[Stored data]
:::::

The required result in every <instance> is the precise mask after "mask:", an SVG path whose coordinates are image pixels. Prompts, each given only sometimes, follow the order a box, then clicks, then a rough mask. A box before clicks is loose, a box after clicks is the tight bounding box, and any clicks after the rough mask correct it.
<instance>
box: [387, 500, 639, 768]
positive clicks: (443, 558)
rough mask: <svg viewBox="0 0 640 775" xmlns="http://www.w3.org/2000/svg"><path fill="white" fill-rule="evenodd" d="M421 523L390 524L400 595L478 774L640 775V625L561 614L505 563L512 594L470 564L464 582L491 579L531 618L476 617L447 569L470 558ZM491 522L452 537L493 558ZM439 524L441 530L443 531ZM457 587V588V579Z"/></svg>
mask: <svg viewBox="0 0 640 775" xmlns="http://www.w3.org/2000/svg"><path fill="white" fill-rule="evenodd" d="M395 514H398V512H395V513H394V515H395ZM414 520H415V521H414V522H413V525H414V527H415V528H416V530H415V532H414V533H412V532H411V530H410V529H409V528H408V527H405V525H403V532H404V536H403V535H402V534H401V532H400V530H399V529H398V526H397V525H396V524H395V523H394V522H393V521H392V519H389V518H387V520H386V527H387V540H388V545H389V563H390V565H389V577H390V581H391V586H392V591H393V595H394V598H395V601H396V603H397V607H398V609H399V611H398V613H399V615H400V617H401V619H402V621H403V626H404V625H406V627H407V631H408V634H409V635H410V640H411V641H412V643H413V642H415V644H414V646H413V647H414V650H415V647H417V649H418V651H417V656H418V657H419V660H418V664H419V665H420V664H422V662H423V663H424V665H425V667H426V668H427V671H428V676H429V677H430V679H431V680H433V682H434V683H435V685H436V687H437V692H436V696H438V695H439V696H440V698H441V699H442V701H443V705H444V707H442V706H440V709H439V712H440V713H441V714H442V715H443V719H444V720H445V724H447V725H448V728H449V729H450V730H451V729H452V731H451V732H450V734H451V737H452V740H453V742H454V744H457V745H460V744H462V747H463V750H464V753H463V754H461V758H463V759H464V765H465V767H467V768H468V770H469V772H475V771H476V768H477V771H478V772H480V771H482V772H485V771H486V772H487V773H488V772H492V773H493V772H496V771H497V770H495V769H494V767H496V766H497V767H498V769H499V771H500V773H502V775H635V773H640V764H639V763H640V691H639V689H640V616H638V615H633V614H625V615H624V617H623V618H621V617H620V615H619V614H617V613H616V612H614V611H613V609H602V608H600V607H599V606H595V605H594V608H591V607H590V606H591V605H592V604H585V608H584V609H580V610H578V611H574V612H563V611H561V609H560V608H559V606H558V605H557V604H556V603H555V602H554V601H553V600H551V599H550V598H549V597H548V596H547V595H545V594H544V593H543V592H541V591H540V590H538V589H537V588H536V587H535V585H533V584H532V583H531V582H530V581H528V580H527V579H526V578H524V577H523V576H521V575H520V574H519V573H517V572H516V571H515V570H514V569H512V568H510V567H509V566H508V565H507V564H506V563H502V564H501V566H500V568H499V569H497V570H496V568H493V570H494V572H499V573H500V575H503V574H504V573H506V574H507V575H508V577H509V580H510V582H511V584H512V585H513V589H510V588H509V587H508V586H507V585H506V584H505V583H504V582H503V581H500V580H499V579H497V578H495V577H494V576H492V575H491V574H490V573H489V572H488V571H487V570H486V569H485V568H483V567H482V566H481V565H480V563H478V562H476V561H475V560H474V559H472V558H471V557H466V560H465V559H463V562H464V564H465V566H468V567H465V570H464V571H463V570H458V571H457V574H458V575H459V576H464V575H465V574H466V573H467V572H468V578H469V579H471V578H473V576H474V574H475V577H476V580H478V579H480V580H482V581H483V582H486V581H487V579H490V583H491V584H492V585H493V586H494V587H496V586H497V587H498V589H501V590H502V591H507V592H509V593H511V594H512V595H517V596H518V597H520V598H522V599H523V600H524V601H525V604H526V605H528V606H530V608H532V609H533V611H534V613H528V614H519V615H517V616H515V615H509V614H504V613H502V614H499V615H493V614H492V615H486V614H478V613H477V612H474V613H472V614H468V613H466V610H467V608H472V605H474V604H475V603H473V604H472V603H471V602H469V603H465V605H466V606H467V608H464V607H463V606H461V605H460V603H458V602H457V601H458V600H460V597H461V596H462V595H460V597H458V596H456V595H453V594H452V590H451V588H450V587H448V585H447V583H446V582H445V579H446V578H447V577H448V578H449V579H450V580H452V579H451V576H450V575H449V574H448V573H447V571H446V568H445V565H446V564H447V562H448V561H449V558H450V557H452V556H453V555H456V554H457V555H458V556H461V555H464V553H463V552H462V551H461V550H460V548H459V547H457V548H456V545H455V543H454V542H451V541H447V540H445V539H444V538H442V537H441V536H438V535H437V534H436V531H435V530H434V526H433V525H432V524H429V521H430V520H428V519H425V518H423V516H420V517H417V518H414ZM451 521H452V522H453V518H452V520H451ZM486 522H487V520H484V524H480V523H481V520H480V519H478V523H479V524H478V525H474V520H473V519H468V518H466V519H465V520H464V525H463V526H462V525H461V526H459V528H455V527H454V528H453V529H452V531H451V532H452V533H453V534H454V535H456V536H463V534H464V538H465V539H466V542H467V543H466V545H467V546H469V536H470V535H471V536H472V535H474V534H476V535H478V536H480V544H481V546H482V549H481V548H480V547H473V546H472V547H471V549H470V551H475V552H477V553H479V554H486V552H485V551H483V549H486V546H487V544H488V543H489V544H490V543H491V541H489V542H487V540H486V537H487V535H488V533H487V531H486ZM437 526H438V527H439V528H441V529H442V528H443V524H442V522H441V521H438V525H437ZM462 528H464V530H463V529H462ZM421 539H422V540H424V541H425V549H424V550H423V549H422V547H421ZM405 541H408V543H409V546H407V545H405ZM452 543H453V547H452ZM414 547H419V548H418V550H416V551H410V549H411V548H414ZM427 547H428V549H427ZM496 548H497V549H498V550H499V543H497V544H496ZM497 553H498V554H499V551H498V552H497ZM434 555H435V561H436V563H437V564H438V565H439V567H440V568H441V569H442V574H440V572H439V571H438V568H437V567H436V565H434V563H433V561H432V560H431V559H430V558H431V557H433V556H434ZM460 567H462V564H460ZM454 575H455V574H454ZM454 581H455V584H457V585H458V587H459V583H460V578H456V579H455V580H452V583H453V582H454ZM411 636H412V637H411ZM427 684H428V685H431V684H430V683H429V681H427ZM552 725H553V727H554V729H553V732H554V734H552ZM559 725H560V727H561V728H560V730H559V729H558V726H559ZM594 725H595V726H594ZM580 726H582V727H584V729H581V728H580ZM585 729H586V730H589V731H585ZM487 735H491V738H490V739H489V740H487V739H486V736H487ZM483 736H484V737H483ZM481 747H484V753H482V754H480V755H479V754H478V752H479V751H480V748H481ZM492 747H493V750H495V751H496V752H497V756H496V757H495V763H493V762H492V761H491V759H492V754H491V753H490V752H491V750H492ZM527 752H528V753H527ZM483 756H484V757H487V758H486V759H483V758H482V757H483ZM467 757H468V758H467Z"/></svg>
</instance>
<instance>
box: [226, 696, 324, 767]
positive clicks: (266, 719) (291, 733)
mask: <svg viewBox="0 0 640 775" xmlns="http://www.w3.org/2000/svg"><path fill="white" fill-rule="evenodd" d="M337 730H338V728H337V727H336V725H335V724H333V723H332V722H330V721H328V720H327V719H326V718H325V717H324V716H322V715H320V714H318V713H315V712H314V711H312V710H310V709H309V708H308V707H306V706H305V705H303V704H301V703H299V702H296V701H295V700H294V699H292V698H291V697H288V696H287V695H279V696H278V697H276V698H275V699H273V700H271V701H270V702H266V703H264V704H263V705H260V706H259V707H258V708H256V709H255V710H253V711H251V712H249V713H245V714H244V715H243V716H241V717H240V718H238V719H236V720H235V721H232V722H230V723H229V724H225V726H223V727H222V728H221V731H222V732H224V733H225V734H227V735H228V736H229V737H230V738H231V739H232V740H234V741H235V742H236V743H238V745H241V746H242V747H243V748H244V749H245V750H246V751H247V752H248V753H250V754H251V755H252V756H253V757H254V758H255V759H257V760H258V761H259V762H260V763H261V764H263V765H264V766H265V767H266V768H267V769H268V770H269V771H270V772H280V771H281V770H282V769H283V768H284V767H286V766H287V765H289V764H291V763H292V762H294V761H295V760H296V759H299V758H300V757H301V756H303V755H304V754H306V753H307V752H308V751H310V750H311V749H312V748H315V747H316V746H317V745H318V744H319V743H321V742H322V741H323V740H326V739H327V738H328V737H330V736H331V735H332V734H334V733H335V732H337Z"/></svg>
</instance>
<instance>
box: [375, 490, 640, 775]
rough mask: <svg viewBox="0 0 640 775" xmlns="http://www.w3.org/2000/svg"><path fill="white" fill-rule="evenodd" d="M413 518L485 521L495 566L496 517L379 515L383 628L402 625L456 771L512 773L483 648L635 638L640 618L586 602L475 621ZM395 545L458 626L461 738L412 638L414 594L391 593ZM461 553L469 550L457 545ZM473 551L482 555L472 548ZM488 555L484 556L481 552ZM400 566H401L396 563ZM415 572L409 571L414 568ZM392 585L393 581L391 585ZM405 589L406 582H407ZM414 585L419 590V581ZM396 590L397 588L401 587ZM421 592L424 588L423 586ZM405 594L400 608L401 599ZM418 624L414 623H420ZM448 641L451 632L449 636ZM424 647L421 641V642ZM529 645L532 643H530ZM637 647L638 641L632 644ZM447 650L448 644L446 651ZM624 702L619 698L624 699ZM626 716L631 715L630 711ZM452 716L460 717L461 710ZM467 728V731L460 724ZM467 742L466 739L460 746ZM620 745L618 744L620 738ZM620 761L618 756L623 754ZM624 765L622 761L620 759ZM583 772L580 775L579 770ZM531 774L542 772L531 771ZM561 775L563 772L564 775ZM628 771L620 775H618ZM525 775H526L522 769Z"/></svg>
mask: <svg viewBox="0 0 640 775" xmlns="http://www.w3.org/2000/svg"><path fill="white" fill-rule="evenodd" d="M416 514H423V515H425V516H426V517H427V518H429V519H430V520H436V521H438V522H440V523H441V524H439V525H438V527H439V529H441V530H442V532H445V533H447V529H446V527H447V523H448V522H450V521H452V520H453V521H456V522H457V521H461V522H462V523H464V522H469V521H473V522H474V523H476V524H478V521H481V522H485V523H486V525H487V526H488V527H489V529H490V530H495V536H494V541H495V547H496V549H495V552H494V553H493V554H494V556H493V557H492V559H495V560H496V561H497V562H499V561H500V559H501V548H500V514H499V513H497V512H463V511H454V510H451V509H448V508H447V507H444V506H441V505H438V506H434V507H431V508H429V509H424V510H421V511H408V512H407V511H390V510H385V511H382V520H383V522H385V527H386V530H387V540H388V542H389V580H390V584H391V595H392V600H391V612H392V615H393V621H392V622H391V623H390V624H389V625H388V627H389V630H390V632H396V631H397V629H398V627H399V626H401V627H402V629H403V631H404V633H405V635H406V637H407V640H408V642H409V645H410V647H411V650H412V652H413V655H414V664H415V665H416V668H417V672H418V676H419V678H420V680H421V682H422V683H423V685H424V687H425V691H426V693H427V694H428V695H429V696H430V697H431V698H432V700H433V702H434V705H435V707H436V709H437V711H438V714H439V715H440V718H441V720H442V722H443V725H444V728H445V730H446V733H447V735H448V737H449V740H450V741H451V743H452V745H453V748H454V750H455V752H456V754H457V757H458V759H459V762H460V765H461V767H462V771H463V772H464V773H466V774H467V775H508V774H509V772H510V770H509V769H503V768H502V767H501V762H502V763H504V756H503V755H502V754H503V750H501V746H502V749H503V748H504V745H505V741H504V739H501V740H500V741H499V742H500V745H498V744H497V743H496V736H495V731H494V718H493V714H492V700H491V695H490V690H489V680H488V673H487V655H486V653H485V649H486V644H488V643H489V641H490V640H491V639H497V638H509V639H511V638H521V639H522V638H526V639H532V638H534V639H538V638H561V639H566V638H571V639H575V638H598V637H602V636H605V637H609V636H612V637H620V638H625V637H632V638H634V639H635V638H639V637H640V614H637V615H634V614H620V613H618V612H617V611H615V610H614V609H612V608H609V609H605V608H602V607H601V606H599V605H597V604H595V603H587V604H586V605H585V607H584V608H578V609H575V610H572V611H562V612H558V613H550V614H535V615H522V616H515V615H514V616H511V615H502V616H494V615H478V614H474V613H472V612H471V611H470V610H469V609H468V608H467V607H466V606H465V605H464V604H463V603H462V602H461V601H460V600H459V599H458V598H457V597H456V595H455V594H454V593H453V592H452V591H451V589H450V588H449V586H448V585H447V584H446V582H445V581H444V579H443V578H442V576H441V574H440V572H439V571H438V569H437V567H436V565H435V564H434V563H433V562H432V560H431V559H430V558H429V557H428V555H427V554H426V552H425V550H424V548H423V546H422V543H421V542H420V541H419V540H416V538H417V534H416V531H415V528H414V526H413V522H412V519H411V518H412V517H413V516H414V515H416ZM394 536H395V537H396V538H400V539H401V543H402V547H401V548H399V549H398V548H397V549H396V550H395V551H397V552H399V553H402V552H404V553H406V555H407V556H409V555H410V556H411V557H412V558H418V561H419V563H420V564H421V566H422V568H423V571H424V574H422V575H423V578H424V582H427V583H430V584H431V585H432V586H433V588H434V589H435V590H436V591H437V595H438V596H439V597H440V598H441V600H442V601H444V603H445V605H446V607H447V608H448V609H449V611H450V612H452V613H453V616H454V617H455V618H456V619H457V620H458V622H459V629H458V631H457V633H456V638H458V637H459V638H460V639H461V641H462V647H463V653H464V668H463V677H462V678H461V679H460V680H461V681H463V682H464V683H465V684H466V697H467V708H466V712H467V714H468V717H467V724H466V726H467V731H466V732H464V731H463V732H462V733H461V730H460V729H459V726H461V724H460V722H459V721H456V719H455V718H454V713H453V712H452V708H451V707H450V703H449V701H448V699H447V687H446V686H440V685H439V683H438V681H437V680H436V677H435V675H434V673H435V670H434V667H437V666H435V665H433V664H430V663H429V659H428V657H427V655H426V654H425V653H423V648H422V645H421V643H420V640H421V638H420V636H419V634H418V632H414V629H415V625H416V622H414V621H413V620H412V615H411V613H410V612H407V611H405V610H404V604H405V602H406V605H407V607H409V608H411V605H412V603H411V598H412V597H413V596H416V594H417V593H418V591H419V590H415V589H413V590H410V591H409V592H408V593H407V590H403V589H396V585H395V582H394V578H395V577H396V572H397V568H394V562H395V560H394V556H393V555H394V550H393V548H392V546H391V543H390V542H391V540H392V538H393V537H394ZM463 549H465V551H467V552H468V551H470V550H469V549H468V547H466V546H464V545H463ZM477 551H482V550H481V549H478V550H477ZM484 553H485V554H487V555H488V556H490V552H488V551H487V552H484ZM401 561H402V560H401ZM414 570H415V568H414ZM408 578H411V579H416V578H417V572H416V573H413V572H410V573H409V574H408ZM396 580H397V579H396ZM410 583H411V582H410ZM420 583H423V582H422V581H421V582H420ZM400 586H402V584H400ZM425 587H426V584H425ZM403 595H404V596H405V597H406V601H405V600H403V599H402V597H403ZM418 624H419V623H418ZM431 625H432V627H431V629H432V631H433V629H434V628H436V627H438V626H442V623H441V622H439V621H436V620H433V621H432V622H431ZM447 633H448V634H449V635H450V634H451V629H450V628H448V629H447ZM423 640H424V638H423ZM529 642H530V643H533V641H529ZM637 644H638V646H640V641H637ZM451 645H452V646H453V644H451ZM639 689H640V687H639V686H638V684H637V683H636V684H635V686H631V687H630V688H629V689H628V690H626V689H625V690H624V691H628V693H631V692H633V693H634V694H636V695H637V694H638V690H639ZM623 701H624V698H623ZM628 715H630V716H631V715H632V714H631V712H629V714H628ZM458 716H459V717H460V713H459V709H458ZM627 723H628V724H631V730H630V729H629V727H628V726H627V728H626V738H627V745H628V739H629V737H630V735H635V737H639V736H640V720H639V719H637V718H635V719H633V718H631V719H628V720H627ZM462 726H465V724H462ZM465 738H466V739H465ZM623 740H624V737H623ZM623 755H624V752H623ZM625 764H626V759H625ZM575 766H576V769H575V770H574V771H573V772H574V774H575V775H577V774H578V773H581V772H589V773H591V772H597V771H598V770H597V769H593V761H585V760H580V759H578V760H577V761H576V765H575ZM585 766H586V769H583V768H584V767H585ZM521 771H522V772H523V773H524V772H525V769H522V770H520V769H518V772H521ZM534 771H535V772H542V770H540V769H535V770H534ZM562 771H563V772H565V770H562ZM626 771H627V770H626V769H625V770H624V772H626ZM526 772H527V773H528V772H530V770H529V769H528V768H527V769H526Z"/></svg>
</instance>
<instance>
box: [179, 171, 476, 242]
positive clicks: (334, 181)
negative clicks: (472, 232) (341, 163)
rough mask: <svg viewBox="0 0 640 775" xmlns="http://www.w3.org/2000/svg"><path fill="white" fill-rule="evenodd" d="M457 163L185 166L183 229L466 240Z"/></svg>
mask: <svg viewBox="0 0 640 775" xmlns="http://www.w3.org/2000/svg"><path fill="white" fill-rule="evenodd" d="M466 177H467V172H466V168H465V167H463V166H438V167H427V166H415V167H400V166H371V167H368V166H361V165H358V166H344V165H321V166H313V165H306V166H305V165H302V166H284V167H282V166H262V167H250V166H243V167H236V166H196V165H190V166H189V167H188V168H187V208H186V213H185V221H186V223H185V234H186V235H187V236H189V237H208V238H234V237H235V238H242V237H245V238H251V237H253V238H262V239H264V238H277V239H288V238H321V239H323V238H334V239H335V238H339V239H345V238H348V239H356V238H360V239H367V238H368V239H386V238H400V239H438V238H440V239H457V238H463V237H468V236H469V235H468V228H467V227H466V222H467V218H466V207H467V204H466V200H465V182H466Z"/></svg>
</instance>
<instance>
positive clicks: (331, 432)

:::::

Task to carry out: Repeat the entries above exactly, from the first line through the line containing "positive clicks: (443, 558)".

Written answer:
The required result in every <instance> is the precise mask after "mask:", an SVG path whose coordinates are image pixels. Prompts, each given only sometimes, follow the order a box, then clicks, then a rough mask. A box before clicks is loose, a box after clicks is the tight bounding box, and any clicks after the rough mask correct it.
<instance>
box: [387, 500, 639, 768]
positive clicks: (443, 558)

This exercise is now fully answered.